» **What to do**:
Using the listing below, select the lines with the word "walking" and copy them.

Start of Block

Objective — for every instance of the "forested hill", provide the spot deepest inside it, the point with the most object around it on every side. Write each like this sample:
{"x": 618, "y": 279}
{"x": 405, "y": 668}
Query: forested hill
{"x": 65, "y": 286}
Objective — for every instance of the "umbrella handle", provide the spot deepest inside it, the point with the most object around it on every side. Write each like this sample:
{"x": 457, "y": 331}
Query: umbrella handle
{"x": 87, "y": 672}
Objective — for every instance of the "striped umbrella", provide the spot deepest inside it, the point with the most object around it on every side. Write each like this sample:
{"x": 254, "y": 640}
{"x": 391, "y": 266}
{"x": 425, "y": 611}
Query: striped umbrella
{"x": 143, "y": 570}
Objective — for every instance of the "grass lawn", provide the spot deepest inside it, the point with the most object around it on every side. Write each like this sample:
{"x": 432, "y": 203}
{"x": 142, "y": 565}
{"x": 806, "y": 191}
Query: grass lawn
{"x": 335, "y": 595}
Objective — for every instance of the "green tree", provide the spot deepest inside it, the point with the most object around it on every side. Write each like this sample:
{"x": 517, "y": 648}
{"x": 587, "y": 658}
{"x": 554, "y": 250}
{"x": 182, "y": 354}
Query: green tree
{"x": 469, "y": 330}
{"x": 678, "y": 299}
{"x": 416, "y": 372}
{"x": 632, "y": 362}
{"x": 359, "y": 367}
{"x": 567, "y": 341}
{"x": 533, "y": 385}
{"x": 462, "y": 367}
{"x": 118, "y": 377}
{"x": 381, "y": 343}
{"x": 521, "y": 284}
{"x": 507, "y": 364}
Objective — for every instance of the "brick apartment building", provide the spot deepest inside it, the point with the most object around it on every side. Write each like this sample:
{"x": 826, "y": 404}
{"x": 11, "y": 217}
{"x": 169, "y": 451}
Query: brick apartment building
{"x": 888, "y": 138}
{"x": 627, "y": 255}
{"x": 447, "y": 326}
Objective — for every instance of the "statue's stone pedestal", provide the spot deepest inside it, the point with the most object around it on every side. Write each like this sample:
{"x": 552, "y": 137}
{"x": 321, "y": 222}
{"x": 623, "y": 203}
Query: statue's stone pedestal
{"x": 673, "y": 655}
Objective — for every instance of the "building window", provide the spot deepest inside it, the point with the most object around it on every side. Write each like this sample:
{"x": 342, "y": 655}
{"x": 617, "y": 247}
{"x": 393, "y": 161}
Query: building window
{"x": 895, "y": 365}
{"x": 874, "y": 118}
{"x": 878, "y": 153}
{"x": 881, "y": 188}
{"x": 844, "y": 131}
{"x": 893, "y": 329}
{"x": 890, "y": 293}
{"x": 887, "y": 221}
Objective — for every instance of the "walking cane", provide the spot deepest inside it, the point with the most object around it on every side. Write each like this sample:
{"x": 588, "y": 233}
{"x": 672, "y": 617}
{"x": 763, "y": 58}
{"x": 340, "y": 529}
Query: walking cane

End of Block

» **Exercise response**:
Objective — for every instance of the "walking cane", provide the spot deepest inside it, the point with the most object around it on every side. Write each like this sample:
Query: walking cane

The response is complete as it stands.